§ EXCERPTED TEXT:
Example 2 illustrates a useful extension of the Comparison Test: \textit{The series $\sum_{i=m}^\infty a_i$ converges if there exists a convergent series $\sum_{i=m}^\infty b_i$ such that $0 \leq a_i \leq b_i$ eventually.} The assertion that $0 \leq a_i \leq b_i$ \textbf{eventually} means simply that there exists an integer $N$ such that $0 \leq a_i \leq b_i$ for every integer $i \geq N$. The just)fication for this extension is Theorem (2.3), page 486. A similar observation should be made about the Integral Test. It may be necessary to drop a finite number of terms from the beginning of the series under consideration before a convenient function $f$ can be found which satisfies the conditions of the test.

The Comparison Test is as useful for proving divergence as convergence. It is an immediate corollary that \textit{if the nonnegative series $\sum_{i=m}^\infty a_i$ diverges and if $a_i \leq b_i$ for every $i \geq m$, then $\sum_{i=m}^\infty b_i$ also diverges.}  For if $\sum_{i=m}^\infty b_i$ converges, the Comparison Test implies that $\sum_{i=m}^\infty a_i$ converges, which is contrary to assumption.

%EXAMPLE 3.

§ DATASET EXTRACT:
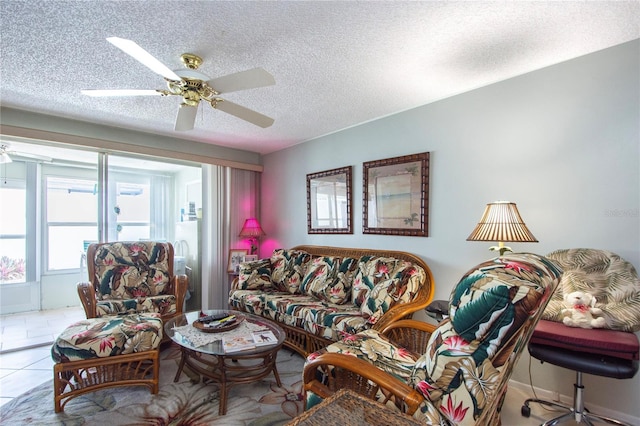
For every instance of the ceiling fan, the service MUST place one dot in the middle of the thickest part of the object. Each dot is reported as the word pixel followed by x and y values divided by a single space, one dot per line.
pixel 194 86
pixel 7 155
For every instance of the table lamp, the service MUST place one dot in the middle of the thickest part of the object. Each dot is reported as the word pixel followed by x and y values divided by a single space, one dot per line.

§ GIVEN EXERCISE 1:
Answer the following from the Comparison Test excerpt:
(a) What does it mean for $0 \leq a_i \leq b_i$ to hold eventually?
(b) What may be necessary before a convenient function $f$ can be found for the Integral Test?
(c) For the divergence corollary, what two conditions are placed on $\sum_{i=m}^\infty a_i$ and the terms $a_i$, $b_i$?
§ GIVEN EXERCISE 2:
Using the Comparison Test excerpt, explain in one to three sentences why $\sum_{i=m}^\infty b_i$ must diverge when the nonnegative series $\sum_{i=m}^\infty a_i$ diverges and $a_i \leq b_i$ for every $i \geq m$.
§ GIVEN EXERCISE 3:
Write the next part of the Comparison Test excerpt, starting after its last line.

§ TASK OUTPUT 1:
(a) There exists an integer $N$ such that $0 \leq a_i \leq b_i$ for every integer $i \geq N$.
(b) Dropping a finite number of terms from the beginning of the series under consideration.
(c) The nonnegative series $\sum_{i=m}^\infty a_i$ diverges, and $a_i \leq b_i$ for every $i \geq m$.

§ TASK OUTPUT 2:
If $\sum_{i=m}^\infty b_i$ converged, the Comparison Test would imply that $\sum_{i=m}^\infty a_i$ converges. That contradicts the assumption that $\sum_{i=m}^\infty a_i$ diverges, so $\sum_{i=m}^\infty b_i$ must also diverge.

§ TASK OUTPUT 3:
\begin{example} Determine whether the series $\sum_{k=1}^\infty \frac{1}{(k^2 + 5)^{1/3}}$ converges or diverges. If we use the Comparison Test, we must decide whether to look for a convergent test series with larger terms to prove convergence, or a divergent test series with smaller terms to prove divergence. To decide which, observe that for large values of $k$, the number $k^2 + 5$ is not very different from $k^2$, and therefore $\frac{1}{(k^2 + 5)^{1/3}}$ is approximately equal to $\frac{1}{k^{2/3}}$. Stated more formally, we have

\begin{eqnarray*}
\lim_{k \rightarrow \infty} \frac{(k^2 + 5)^{1/3}}{k^{2/3}} &=& \lim_{k \rightarrow \infty} (\frac{k^2 + 5}{k^2})^{1/3}  \\
&=& \lim_{k \rightarrow \infty}(1 + \frac{5}{k^2})^{1/3} = 1.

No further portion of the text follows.